> Goal of the exercise: Print verbatim the lines from the beginning of the entries through the line containing "task | put a dot on the green leaf, one", both ends included. Pictures should be left out.

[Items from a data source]
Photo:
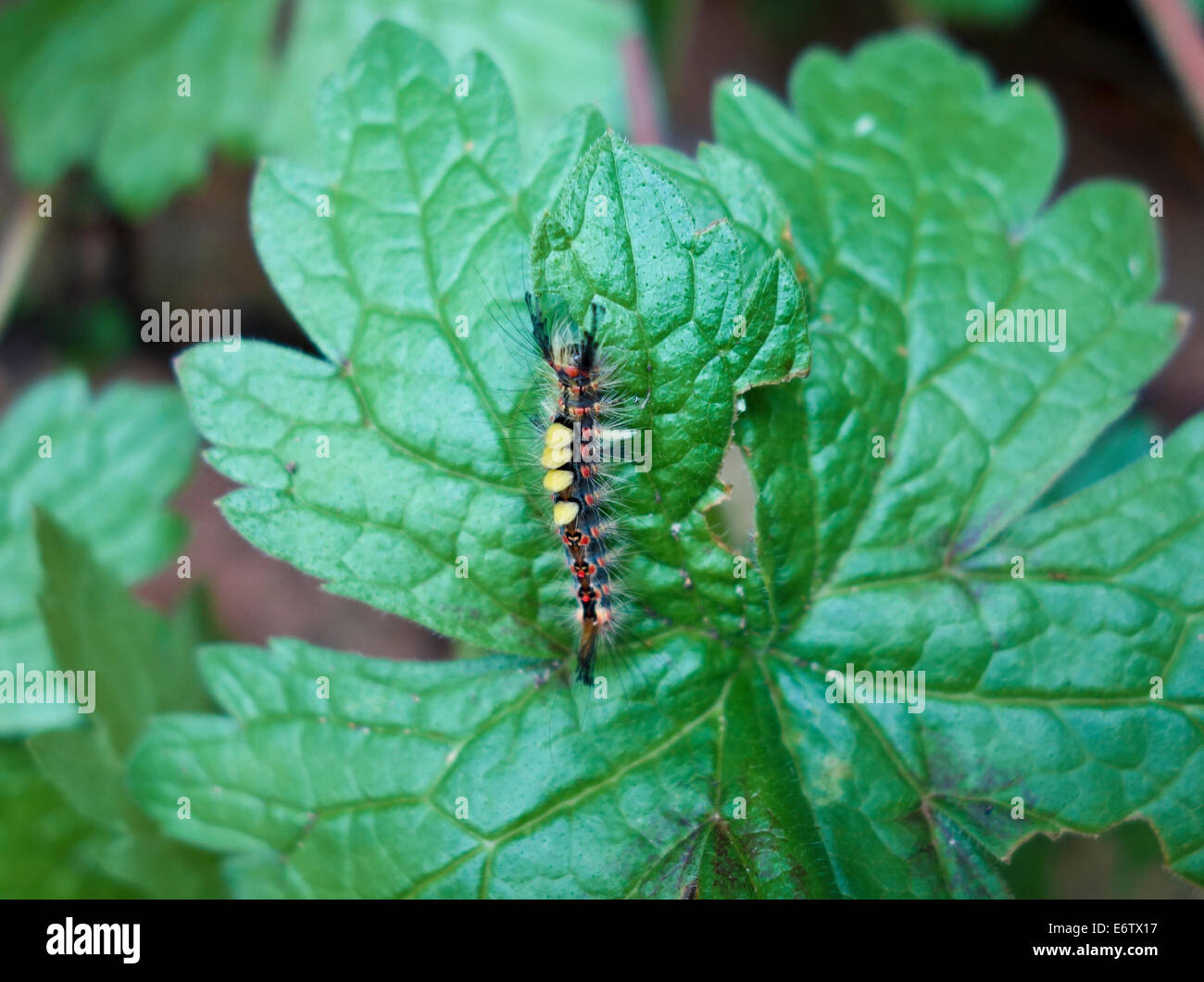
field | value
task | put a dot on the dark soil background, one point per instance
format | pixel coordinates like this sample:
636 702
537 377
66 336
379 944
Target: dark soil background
95 271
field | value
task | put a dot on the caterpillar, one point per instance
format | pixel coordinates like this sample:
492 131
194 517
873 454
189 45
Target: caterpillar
571 457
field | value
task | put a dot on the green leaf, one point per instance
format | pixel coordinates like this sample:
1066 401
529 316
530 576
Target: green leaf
137 664
988 12
553 55
105 469
416 778
1035 688
380 287
44 840
721 762
100 83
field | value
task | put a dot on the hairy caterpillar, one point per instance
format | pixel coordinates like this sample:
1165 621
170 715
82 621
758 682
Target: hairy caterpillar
572 454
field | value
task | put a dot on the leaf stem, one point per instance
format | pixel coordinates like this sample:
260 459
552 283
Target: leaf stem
1179 36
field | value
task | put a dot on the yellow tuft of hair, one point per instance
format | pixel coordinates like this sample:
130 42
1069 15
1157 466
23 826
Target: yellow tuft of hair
558 435
555 457
564 512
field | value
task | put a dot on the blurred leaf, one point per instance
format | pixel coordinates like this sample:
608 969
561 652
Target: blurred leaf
143 664
112 464
99 83
43 838
554 55
986 12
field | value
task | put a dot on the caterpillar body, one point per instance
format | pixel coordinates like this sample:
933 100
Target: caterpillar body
571 458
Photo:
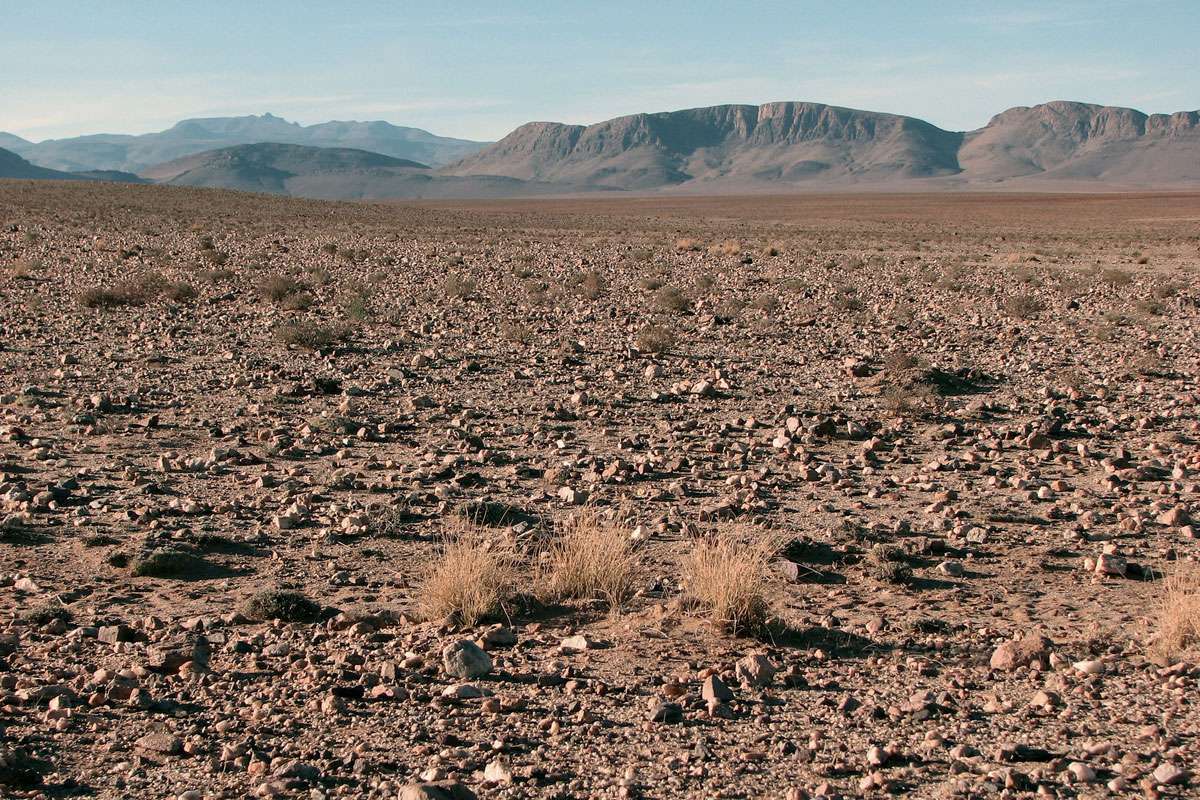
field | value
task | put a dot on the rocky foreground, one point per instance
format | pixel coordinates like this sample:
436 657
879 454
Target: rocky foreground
235 432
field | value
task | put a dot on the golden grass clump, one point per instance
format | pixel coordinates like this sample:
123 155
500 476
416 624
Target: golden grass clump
472 578
727 573
1179 615
591 558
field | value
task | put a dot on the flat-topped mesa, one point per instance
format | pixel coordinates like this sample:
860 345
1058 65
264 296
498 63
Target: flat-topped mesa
784 140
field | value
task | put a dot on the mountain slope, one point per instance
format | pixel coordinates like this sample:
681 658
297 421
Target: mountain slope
330 173
109 151
724 144
13 166
1080 142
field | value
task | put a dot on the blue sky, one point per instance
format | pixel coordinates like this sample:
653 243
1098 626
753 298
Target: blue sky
477 70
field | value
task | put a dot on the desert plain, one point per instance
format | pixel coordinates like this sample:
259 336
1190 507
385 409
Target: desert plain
665 497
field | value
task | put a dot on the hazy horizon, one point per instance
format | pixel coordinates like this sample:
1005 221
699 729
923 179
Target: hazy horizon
480 73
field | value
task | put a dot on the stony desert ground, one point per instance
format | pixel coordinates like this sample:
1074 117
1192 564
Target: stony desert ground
729 497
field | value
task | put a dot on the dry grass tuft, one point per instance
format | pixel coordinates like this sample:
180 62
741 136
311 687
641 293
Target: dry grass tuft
312 336
459 287
1024 306
729 575
1179 615
472 578
886 563
591 558
672 300
654 338
279 288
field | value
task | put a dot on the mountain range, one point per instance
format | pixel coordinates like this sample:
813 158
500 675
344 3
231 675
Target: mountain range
135 154
777 146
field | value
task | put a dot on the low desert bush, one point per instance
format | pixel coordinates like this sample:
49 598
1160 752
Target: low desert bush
887 563
168 564
459 287
1023 306
671 299
179 292
312 336
727 575
516 332
130 292
472 577
654 338
591 558
1116 277
281 605
279 288
1179 615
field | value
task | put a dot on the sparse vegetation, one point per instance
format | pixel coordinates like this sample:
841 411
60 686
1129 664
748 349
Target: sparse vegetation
167 564
312 336
671 299
1023 306
654 338
459 287
591 558
727 573
1179 615
285 606
472 578
887 563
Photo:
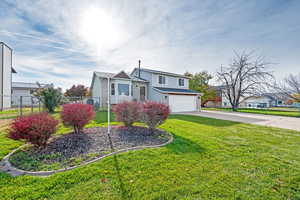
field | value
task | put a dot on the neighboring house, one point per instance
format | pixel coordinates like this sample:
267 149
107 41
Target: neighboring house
262 101
265 101
146 84
6 71
25 91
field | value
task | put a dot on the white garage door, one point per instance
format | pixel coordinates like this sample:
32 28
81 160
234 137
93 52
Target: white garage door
182 103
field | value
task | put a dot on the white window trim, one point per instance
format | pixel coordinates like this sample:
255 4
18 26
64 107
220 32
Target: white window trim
166 80
184 82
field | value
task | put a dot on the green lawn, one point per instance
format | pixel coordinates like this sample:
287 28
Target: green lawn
273 111
209 159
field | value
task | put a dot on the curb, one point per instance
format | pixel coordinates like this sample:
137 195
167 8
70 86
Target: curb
6 166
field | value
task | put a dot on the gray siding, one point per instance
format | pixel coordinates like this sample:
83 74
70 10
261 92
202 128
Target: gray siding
171 81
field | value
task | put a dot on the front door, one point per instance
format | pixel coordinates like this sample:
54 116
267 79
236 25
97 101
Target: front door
142 93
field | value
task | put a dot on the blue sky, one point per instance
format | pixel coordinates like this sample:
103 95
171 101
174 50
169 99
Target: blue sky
63 42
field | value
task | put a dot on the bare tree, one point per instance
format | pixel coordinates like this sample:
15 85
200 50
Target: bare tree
246 75
290 87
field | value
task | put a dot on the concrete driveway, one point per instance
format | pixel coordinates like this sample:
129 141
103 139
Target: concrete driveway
292 123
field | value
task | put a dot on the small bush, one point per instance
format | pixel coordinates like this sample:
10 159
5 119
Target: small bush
155 113
35 129
50 97
77 115
128 112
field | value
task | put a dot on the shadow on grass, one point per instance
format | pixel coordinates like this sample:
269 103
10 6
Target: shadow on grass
124 193
203 120
101 116
181 145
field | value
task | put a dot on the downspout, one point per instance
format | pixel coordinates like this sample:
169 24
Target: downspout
139 68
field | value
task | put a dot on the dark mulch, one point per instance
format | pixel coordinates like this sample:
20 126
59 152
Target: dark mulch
93 142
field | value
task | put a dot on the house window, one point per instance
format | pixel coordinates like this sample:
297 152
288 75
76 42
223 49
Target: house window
113 89
161 79
181 82
123 89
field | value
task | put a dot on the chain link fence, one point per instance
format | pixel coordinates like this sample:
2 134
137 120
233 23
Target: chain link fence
14 106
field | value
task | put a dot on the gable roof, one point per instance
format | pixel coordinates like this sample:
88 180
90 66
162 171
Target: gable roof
12 69
28 85
121 74
160 72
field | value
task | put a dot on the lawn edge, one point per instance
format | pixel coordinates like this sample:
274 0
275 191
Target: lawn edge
6 166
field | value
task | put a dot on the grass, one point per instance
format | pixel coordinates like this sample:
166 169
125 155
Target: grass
209 159
273 111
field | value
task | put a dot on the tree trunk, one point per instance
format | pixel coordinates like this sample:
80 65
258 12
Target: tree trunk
234 108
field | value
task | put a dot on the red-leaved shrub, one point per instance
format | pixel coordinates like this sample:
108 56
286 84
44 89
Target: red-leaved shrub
77 115
128 112
155 113
35 129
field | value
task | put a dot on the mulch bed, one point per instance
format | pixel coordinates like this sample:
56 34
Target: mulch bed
92 143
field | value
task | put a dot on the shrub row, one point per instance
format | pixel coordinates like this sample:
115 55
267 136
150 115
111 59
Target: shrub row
37 128
151 113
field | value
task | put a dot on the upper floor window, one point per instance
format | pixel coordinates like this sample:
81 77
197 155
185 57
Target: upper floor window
161 79
181 82
113 89
123 89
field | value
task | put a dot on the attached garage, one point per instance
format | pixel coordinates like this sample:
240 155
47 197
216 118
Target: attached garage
182 103
180 100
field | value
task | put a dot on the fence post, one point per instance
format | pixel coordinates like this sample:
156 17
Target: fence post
31 104
21 101
39 104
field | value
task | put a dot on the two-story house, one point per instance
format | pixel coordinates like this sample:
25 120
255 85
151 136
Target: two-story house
146 84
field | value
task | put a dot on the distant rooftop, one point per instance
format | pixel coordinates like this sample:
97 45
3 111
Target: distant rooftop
27 85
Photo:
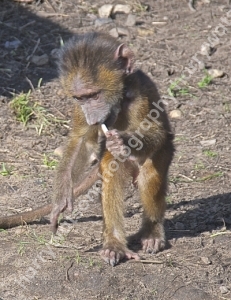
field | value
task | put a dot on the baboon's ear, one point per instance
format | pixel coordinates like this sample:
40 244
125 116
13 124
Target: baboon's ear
127 58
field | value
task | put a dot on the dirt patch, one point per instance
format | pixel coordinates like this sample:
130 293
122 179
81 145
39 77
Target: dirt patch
166 37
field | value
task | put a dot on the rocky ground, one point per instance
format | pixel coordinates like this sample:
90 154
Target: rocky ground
170 39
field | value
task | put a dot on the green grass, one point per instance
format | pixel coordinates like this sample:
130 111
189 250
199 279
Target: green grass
205 81
199 166
21 247
175 90
22 108
210 176
210 153
49 163
26 111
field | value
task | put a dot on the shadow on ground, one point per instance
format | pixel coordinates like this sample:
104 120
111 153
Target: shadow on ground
36 36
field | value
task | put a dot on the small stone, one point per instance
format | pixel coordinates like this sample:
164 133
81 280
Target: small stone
122 8
113 32
223 289
122 31
12 45
40 60
214 73
145 31
59 151
179 226
105 10
206 49
175 114
208 143
55 53
206 260
102 21
131 20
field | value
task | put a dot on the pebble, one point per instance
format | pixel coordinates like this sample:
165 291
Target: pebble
206 260
40 60
113 32
102 21
206 49
122 8
131 20
223 289
55 53
122 31
175 114
179 226
215 73
145 31
208 143
105 10
12 45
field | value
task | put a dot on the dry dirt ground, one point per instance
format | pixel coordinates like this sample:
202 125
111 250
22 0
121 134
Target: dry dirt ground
166 37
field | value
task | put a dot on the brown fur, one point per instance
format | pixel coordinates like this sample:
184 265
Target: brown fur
98 72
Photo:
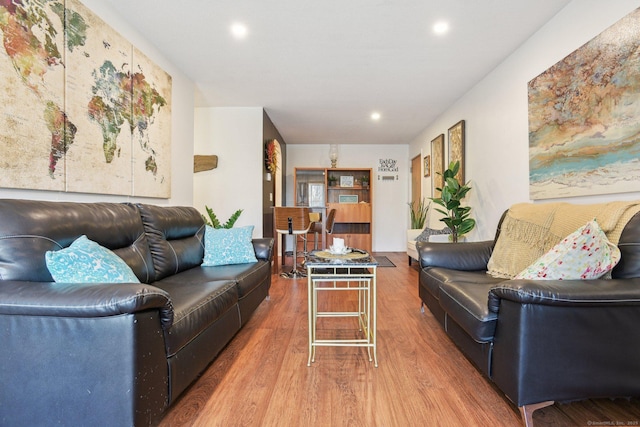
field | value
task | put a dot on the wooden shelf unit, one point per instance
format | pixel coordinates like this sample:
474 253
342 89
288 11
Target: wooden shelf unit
353 220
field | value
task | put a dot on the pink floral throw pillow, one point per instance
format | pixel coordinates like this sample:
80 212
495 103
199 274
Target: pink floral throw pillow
584 254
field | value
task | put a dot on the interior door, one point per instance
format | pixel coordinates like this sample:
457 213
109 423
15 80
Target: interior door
416 180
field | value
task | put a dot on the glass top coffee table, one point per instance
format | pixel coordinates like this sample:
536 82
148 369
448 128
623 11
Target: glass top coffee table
354 271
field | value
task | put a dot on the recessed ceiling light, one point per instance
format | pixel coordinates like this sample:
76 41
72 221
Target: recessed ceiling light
239 30
441 27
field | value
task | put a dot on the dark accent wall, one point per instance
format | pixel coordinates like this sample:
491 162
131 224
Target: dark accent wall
270 132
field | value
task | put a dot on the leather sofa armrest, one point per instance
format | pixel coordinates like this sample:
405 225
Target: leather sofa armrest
600 292
412 233
263 248
83 299
467 256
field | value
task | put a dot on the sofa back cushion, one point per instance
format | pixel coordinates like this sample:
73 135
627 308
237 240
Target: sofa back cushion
629 245
28 229
176 236
531 230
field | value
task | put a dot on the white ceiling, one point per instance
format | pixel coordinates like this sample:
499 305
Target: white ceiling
320 68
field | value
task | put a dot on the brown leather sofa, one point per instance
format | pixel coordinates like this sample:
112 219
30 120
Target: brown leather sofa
113 354
539 341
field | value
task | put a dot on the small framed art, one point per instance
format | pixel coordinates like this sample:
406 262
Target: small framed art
346 181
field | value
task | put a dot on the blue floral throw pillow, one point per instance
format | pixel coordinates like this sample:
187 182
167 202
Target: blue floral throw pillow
224 246
85 261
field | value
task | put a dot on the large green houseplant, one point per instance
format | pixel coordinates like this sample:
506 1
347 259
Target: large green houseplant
418 213
456 216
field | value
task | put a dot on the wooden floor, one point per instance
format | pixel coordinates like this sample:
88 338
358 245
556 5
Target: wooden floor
261 378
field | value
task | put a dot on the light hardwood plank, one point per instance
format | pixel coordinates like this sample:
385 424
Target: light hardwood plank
261 378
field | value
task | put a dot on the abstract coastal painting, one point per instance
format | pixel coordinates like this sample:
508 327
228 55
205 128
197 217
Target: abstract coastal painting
584 118
82 109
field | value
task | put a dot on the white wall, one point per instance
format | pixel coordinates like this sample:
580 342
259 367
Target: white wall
235 136
390 198
496 114
181 126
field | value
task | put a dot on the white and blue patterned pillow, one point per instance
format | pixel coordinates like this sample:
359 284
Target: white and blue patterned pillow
85 261
223 246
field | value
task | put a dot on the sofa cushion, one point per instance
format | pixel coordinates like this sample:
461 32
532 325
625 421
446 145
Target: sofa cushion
228 246
466 303
197 304
247 276
175 235
584 254
530 230
85 261
29 228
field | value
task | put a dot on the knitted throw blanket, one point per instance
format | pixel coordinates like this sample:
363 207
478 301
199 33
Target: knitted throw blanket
529 231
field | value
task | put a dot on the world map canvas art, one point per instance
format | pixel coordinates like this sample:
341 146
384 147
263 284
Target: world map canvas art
83 110
584 118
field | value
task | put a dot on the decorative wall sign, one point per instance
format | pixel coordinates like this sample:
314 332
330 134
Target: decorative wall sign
388 165
584 118
82 109
456 148
437 159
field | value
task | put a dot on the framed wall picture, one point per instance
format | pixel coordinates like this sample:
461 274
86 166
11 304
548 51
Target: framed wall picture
346 181
348 198
437 159
456 148
427 165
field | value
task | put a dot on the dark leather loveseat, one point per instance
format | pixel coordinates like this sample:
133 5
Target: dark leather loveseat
113 354
539 341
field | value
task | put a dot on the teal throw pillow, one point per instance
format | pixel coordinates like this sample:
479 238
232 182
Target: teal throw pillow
224 246
85 261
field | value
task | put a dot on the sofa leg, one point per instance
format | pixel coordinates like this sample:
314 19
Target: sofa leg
527 411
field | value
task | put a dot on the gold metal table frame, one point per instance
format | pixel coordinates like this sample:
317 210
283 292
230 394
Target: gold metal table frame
355 273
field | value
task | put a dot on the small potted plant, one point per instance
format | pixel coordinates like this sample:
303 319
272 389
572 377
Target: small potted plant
456 216
213 221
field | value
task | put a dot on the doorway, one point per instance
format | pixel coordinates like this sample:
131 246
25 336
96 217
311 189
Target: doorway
416 180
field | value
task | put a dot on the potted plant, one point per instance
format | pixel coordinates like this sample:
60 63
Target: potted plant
451 194
213 221
418 214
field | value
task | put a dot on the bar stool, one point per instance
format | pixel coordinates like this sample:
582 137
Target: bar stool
293 221
329 224
316 228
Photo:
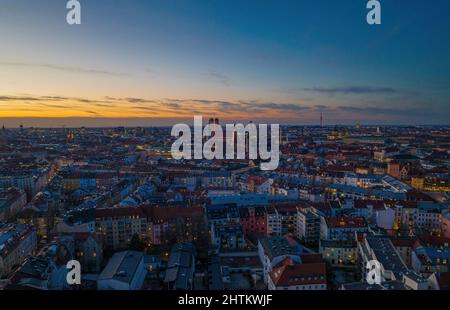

> Answer space:
Photo:
field | value
task | put a dot on the dark soil background, one point per instance
format | pixel coordinates like this sample:
636 702
537 377
66 336
379 944
Target: dark soil background
95 271
field | value
task | put a dot on the caterpillar, one point per instance
format | pixel coordinates like this sample:
492 131
194 517
873 454
189 45
Target: caterpillar
571 457
field | value
task | put a dot on the green leaf, one point per instance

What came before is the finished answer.